Source:
━━━━━━━━━━━━━━━━━━━━━━━━━━━━━━

How to Become a

Lifeguard

The complete career guide to be a Lifeguard: salary, job growth, employers, best schools, and education you may need to get started.

Why We Love It

  • $21,930
    Potential Avg. Salary
  • 6.7%
    Job Growth Rate
  • Growing Demand
    Job Outlook
  • Don't Take Work Home
    Career Attribute

Lifeguards are the individuals responsible for the safety of people in and around bodies of water. They may watch over a variety of water types, including indoor and outdoor pools, ponds, lakes, rivers, and oceans—anywhere where people are swimming. They offer emergency care and prevent drowning.


What is a Lifeguard?

━━━━━━━━━━━━━━━━━━━━━━━━━━━━━━

Material:
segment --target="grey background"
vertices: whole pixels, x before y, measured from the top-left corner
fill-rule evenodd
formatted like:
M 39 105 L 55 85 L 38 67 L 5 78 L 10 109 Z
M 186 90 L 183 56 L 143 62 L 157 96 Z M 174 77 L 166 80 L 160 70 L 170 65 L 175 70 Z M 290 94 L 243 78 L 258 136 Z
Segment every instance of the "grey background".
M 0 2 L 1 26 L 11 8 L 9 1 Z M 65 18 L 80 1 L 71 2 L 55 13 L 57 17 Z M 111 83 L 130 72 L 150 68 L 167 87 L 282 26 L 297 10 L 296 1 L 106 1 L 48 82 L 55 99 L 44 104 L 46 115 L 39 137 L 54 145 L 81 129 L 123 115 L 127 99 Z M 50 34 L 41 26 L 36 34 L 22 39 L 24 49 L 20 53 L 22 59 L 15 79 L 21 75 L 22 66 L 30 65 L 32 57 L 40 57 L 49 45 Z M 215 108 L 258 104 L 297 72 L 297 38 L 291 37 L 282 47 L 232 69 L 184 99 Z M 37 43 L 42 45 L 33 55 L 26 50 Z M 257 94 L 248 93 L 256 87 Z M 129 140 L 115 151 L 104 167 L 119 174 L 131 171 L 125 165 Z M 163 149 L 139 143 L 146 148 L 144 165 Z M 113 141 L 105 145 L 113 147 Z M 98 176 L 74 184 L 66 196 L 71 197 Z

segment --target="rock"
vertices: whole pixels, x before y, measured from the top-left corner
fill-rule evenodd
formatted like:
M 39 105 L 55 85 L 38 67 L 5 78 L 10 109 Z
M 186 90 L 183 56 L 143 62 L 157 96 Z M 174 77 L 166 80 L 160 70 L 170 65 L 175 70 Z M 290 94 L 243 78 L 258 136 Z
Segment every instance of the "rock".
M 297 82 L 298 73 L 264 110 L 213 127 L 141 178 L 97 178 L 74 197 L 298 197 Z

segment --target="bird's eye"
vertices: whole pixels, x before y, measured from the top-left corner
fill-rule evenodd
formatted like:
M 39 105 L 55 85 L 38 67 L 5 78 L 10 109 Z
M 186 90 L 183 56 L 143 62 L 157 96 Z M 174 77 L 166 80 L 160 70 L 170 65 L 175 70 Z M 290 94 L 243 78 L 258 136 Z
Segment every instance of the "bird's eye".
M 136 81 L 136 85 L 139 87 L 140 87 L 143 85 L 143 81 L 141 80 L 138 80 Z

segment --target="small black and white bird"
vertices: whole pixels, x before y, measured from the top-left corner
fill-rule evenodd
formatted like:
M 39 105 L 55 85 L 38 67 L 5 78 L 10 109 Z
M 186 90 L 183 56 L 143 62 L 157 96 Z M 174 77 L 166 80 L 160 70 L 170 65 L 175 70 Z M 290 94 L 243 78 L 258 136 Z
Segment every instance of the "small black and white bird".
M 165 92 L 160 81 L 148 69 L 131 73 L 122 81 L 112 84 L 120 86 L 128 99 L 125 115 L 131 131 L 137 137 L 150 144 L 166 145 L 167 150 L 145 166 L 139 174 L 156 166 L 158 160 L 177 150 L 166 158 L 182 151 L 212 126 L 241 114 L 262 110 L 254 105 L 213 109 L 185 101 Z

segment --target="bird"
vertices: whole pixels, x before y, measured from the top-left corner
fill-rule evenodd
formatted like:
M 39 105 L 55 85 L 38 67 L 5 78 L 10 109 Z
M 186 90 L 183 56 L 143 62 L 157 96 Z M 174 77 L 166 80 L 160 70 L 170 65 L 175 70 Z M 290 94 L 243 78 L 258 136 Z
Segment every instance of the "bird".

━━━━━━━━━━━━━━━━━━━━━━━━━━━━━━

Requirements:
1. According to the lifeguard career guide, what is the potential average salary for a lifeguard?
2. List every type of water that the lifeguard career guide says a lifeguard may watch over.
3. From the lifeguard career guide, reproduce the passage starting at "The complete career" and ending at "and prevent drowning.".

Solutions per task:
1. $21,930

2. Indoor pools, outdoor pools, ponds, lakes, rivers, and oceans

3.
The complete career guide to be a Lifeguard: salary, job growth, employers, best schools, and education you may need to get started.

Why We Love It

  • $21,930
    Potential Avg. Salary
  • 6.7%
    Job Growth Rate
  • Growing Demand
    Job Outlook
  • Don't Take Work Home
    Career Attribute

Lifeguards are the individuals responsible for the safety of people in and around bodies of water. They may watch over a variety of water types, including indoor and outdoor pools, ponds, lakes, rivers, and oceans—anywhere where people are swimming. They offer emergency care and prevent drowning.